Search the lines of the records for the word "rough", and copy every line that has it.

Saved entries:
= = = =

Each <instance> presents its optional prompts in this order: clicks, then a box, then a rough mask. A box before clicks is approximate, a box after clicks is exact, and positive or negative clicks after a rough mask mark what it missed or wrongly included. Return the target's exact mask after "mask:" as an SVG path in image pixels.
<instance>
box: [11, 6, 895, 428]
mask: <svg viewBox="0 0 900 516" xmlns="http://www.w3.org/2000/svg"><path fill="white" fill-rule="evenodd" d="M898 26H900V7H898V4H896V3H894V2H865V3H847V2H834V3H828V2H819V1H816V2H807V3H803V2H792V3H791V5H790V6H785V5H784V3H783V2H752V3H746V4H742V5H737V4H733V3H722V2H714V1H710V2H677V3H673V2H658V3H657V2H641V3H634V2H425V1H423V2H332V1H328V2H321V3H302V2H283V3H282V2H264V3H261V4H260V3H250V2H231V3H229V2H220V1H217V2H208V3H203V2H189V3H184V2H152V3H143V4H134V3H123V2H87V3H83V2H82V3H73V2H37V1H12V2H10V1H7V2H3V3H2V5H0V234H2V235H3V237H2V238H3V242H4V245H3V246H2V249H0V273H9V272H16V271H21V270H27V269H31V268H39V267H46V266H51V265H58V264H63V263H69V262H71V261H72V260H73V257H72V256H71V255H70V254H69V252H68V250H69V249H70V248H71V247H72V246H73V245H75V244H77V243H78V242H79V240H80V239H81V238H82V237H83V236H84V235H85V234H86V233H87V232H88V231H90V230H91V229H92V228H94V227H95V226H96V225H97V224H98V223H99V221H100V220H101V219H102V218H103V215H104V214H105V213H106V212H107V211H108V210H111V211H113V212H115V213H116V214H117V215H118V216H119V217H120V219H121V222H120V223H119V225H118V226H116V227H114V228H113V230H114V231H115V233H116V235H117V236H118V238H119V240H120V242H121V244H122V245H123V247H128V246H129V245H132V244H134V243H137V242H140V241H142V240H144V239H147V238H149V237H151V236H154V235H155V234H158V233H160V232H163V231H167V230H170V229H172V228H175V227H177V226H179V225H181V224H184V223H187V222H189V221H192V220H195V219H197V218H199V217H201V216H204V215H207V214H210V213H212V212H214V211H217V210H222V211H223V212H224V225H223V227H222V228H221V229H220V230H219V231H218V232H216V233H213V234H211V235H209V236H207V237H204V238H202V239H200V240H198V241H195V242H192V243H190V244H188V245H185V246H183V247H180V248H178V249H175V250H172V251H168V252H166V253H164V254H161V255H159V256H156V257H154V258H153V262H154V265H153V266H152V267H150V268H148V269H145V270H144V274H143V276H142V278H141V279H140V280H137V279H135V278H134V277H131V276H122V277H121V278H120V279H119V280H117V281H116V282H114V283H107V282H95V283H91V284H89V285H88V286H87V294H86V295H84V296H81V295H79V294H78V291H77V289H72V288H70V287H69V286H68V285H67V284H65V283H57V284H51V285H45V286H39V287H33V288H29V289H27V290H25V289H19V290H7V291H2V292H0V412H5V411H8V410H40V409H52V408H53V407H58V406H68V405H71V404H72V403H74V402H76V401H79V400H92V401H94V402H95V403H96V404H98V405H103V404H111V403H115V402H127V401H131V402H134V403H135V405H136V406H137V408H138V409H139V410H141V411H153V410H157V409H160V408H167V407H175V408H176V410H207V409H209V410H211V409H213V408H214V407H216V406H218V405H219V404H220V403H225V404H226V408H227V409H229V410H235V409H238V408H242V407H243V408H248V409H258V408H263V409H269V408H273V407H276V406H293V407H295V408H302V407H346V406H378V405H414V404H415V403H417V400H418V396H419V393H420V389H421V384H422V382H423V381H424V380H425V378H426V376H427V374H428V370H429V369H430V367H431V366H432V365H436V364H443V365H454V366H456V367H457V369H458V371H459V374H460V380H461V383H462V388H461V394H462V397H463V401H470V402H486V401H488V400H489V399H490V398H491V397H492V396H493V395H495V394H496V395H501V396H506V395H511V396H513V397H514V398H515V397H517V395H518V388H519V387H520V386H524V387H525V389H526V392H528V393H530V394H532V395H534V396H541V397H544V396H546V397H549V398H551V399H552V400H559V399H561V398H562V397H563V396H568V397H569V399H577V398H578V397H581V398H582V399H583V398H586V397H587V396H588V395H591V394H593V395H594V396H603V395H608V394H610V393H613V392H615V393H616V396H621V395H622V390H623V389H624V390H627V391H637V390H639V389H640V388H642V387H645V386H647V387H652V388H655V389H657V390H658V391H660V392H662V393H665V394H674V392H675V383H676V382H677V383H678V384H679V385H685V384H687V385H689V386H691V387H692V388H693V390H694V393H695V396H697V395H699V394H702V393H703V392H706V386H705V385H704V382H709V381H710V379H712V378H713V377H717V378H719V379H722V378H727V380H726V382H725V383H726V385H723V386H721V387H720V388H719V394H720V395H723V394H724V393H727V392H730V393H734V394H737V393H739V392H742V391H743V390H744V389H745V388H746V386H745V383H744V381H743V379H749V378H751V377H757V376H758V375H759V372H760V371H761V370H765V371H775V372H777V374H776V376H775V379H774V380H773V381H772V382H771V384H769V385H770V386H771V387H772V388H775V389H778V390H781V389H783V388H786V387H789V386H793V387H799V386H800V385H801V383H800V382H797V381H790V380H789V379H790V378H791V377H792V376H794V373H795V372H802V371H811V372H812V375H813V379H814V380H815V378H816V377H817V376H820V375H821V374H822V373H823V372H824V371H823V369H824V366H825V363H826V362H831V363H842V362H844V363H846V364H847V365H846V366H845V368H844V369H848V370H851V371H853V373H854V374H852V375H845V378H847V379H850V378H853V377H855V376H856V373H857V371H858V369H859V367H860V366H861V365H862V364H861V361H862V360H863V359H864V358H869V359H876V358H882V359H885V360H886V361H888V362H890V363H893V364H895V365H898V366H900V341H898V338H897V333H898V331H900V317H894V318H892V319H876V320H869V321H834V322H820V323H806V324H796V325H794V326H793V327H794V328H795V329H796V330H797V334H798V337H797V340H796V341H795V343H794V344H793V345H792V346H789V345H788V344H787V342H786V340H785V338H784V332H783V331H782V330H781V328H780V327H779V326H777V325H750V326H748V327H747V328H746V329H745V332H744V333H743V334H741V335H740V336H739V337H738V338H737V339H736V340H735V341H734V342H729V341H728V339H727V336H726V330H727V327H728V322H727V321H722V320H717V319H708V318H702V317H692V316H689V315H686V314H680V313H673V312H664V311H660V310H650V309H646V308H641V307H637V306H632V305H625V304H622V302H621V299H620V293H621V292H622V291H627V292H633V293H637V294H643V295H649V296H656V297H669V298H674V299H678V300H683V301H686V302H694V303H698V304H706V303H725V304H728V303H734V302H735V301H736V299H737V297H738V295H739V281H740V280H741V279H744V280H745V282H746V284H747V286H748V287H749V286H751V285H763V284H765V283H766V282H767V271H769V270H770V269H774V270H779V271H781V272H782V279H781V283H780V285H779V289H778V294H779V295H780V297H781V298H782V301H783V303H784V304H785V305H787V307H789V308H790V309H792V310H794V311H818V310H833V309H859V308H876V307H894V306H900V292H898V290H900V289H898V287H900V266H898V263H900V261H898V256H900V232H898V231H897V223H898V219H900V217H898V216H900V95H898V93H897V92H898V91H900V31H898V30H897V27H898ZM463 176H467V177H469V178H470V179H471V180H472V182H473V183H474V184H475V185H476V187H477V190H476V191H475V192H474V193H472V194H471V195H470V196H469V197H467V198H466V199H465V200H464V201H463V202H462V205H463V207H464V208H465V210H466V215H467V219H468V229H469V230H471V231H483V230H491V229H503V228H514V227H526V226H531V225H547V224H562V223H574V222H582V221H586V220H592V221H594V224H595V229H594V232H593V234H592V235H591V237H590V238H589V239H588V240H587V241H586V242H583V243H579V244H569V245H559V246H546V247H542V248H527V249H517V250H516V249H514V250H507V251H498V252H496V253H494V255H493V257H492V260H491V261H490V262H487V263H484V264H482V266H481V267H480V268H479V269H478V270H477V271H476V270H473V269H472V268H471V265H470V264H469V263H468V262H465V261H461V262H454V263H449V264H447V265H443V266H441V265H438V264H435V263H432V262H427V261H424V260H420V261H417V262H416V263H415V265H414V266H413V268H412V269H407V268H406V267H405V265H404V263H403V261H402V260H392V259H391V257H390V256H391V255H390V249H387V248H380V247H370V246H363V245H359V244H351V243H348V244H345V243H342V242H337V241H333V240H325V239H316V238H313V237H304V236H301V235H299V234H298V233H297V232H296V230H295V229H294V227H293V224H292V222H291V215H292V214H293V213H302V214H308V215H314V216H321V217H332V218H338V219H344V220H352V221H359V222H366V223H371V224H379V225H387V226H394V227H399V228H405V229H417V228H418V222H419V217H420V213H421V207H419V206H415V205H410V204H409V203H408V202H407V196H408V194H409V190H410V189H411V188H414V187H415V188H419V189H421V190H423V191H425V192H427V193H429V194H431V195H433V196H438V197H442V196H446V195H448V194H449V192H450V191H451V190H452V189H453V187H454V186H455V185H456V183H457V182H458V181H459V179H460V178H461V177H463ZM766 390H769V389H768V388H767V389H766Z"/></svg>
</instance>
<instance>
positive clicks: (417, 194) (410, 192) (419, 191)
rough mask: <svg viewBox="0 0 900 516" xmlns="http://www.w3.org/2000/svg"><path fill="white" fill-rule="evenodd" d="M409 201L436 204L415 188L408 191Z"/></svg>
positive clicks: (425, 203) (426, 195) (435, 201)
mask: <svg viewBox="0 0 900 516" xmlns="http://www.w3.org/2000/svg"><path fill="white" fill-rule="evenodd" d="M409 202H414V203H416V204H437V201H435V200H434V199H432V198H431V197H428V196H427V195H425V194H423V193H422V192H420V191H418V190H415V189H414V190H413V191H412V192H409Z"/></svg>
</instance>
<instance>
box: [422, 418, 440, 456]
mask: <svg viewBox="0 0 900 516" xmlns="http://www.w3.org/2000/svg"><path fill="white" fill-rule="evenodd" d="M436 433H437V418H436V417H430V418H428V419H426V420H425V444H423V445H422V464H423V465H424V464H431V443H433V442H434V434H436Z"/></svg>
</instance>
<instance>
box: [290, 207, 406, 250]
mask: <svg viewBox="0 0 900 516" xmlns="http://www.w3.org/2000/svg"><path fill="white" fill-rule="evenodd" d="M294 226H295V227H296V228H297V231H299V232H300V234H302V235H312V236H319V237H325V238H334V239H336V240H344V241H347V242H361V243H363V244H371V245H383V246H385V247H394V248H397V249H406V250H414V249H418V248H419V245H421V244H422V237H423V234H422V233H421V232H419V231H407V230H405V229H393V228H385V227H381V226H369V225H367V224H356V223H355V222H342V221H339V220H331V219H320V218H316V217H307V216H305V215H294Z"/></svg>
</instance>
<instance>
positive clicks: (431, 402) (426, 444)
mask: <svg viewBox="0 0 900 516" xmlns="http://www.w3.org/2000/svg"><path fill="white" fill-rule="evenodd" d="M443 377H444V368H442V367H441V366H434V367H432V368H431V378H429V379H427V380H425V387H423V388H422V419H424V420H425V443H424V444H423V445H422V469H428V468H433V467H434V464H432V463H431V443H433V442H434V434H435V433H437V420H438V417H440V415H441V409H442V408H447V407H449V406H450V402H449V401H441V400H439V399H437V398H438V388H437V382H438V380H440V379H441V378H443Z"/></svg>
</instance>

= = = =

Answer for the task
Each <instance> presents its optional prompts in this order: clicks, then a box, then a rough mask. A box before clicks is approximate, a box after clicks is exact, and positive or negative clicks after a rough mask mark what it missed or wrongly included. Return the target's exact mask after "mask:" as an SVG path in image pixels.
rough mask: <svg viewBox="0 0 900 516" xmlns="http://www.w3.org/2000/svg"><path fill="white" fill-rule="evenodd" d="M409 201L436 204L415 188L408 191Z"/></svg>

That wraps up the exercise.